(Dataset excerpt)
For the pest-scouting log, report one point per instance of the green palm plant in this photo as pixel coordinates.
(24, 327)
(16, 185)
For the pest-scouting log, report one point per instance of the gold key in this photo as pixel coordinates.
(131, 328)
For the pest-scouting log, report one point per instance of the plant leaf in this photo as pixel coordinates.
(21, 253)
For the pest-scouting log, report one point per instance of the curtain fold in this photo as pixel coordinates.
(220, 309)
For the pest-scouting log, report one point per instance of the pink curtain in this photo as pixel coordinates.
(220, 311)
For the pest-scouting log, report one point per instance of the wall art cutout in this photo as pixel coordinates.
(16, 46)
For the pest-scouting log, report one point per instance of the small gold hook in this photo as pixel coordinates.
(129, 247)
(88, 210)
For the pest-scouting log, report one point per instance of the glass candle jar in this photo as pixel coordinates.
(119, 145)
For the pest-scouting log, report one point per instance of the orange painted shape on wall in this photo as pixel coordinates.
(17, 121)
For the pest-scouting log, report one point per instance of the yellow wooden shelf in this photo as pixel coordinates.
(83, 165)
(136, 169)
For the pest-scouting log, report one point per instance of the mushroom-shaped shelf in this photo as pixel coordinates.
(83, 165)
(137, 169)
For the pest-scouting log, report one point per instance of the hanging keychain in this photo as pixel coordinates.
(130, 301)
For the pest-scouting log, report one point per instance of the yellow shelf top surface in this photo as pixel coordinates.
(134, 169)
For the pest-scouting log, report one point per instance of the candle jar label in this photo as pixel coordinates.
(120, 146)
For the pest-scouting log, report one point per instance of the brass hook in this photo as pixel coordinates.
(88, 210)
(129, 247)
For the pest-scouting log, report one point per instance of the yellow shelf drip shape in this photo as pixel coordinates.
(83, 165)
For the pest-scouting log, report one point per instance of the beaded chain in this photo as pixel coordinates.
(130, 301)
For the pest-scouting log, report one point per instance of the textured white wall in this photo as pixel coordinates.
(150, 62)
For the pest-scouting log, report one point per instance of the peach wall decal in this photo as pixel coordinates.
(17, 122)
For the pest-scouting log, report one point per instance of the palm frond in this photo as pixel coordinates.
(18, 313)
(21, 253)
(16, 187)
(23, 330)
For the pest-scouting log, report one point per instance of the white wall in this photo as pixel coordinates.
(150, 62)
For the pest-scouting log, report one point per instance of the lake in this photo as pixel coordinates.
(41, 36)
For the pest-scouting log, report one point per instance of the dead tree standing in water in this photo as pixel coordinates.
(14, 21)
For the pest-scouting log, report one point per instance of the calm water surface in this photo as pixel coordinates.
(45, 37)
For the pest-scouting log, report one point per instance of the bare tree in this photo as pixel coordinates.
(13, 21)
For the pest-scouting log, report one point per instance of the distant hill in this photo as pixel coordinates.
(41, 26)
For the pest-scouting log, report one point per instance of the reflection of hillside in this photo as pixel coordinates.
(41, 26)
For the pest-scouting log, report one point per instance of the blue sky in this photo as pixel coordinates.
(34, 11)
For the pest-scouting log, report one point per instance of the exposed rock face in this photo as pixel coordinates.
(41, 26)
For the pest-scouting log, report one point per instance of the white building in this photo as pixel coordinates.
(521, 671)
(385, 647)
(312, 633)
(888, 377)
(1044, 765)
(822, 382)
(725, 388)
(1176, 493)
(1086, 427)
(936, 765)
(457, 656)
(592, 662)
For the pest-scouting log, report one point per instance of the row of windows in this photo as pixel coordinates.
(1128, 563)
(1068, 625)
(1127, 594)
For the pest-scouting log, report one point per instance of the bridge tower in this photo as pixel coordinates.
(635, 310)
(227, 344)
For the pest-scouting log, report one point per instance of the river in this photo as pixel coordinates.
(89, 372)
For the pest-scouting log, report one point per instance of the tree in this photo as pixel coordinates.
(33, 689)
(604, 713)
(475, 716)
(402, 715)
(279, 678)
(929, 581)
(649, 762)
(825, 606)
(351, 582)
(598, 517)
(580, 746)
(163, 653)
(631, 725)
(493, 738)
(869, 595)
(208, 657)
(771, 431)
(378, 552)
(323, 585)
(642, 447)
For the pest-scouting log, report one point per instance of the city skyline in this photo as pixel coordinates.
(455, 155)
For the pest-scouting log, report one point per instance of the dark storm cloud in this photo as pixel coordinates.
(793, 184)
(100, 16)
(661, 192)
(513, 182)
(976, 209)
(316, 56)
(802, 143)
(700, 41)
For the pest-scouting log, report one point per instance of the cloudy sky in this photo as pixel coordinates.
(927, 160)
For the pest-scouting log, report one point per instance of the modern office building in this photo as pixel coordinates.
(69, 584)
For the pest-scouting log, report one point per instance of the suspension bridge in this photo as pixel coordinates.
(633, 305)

→ REQUIREMENT: Convert each line of the material above into a row of a Markdown table, omitting blank lines. Use the column names "Row" and "Line".

→ THE RESULT:
| Row | Line |
|---|---|
| 1 | For the pest-scouting log, report one point per instance of the green palm plant in this photo as pixel coordinates. |
| 2 | (24, 327) |
| 3 | (16, 185) |
| 4 | For the pest-scouting log, report one point per instance of the gold key in this photo as pixel coordinates. |
| 5 | (131, 328) |
| 6 | For the pest-scouting log, report one point per instance of the plant leaf in this photo as pixel coordinates. |
| 7 | (21, 253) |
| 8 | For the pest-scouting log, report one point per instance of the curtain fold in this photo as pixel coordinates. |
| 9 | (220, 309) |
| 10 | For the pest-scouting log, report one point per instance of the pink curtain in this photo as pixel coordinates. |
| 11 | (220, 311) |
| 12 | For the pest-scouting log, report one point per instance of the wall art cutout in this photo as pixel coordinates. |
| 13 | (16, 46) |
| 14 | For the pest-scouting log, report one point per instance of the small gold hook in this photo as pixel coordinates. |
| 15 | (129, 247) |
| 16 | (88, 210) |
| 17 | For the pest-scouting log, report one point per instance of the glass candle jar in this photo as pixel coordinates. |
| 18 | (119, 145) |
| 19 | For the pest-scouting log, report one point per instance of the orange painted shape on wall in this photo as pixel coordinates. |
| 20 | (17, 121) |
| 21 | For the pest-scouting log, report one point per instance of the yellow wooden shelf in this photo as pixel coordinates. |
| 22 | (83, 165) |
| 23 | (136, 169) |
| 24 | For the pest-scouting log, report one point per instance of the mushroom-shaped shelf in this photo as pixel coordinates. |
| 25 | (83, 165) |
| 26 | (137, 169) |
| 27 | For the pest-scouting log, report one point per instance of the hanging keychain in this photo as pixel coordinates. |
| 28 | (130, 301) |
| 29 | For the pest-scouting log, report one point per instance of the yellow shelf top surface in this photo as pixel coordinates. |
| 30 | (134, 169) |
| 31 | For the pest-scouting log, report one point per instance of the candle jar label in this photo as pixel coordinates. |
| 32 | (120, 146) |
| 33 | For the pest-scouting log, report one point per instance of the brass hook in this photo as pixel coordinates. |
| 34 | (88, 210) |
| 35 | (129, 247) |
| 36 | For the pest-scouting log, report one point per instance of the yellow shelf drip shape in this photo as pixel coordinates. |
| 37 | (83, 165) |
| 38 | For the pest-scouting log, report one point per instance of the beaded chain in this photo as pixel coordinates. |
| 39 | (130, 301) |
| 40 | For the pest-scouting log, report one point per instance of the textured white wall in this photo as pixel coordinates. |
| 41 | (150, 62) |
| 42 | For the pest-scouting log, report one point per instance of the peach wall decal in this photo as pixel coordinates. |
| 43 | (17, 122) |
| 44 | For the pest-scouting log, report one point per instance of the palm frond in this photo as pixel coordinates. |
| 45 | (18, 313) |
| 46 | (21, 253) |
| 47 | (16, 187) |
| 48 | (23, 330) |
| 49 | For the pest-scouting log, report one point per instance of the white wall in this photo as pixel coordinates. |
| 50 | (150, 62) |
| 51 | For the pest-scouting log, report one point per instance of the lake in this photo as pixel coordinates. |
| 52 | (41, 36) |
| 53 | For the pest-scouting log, report one point per instance of the dead tree standing in water in this photo as pixel coordinates. |
| 54 | (14, 21) |
| 55 | For the pest-scouting log, report one point per instance of the calm water surface in this photo as pixel coordinates. |
| 56 | (45, 37) |
| 57 | For the pest-scouting log, report one point per instance of the bare tree in this photo as pixel coordinates. |
| 58 | (13, 21) |
| 59 | For the pest-scouting log, report one point per instance of the distant hill in this photo as pixel coordinates. |
| 60 | (41, 26) |
| 61 | For the pest-scouting log, report one point per instance of the reflection of hillside in this photo as pixel coordinates. |
| 62 | (41, 26) |
| 63 | For the pest-scouting log, report one point per instance of the blue sky in this photo as pixel coordinates. |
| 64 | (34, 11) |
| 65 | For the pest-scouting log, report one point per instance of the exposed rock face in this photo as pixel coordinates. |
| 66 | (41, 26) |
| 67 | For the pest-scouting log, report one point per instance of the white building in this photo as pixel coordinates. |
| 68 | (521, 671) |
| 69 | (385, 647) |
| 70 | (312, 633) |
| 71 | (888, 377) |
| 72 | (1044, 765) |
| 73 | (822, 382) |
| 74 | (725, 388) |
| 75 | (1176, 493) |
| 76 | (1086, 427) |
| 77 | (936, 765) |
| 78 | (457, 656) |
| 79 | (592, 662) |
| 80 | For the pest-scouting log, report one point per instance of the row of windows in this photo as pixel coordinates. |
| 81 | (1128, 563) |
| 82 | (1068, 625) |
| 83 | (1127, 594) |
| 84 | For the pest-scouting log, report one point per instance of the bridge tower in this photo as pixel coordinates. |
| 85 | (635, 310) |
| 86 | (227, 344) |
| 87 | For the pest-scouting log, report one point per instance of the river in this photo as pixel coordinates. |
| 88 | (89, 372) |
| 89 | For the pest-scouting log, report one point per instance of the tree in this photo as pixel coordinates. |
| 90 | (33, 689) |
| 91 | (604, 713) |
| 92 | (475, 716) |
| 93 | (402, 715) |
| 94 | (279, 678) |
| 95 | (929, 581) |
| 96 | (649, 762) |
| 97 | (825, 606) |
| 98 | (351, 582) |
| 99 | (598, 517) |
| 100 | (580, 746) |
| 101 | (163, 653) |
| 102 | (631, 725) |
| 103 | (493, 738) |
| 104 | (869, 595) |
| 105 | (208, 657) |
| 106 | (771, 431) |
| 107 | (378, 552) |
| 108 | (323, 585) |
| 109 | (642, 447) |
| 110 | For the pest-scouting log, report one point per instance of the city skyline in this photo as pixel coordinates. |
| 111 | (455, 155) |
| 112 | For the pest-scouting log, report one point per instance of the dark storm cloud in this photo as pixel coordinates. |
| 113 | (793, 184) |
| 114 | (100, 16) |
| 115 | (661, 192) |
| 116 | (513, 182) |
| 117 | (976, 209) |
| 118 | (316, 56) |
| 119 | (802, 143) |
| 120 | (700, 41) |
| 121 | For the pest-scouting log, report one point per instance of the cloudy sky in this photo as pixel coordinates. |
| 122 | (927, 160) |
| 123 | For the pest-scouting log, report one point per instance of the modern office building in this photo as pixel coordinates. |
| 124 | (69, 584) |
| 125 | For the pest-scouting log, report one point per instance of the suspension bridge in this photo as pixel coordinates. |
| 126 | (633, 305) |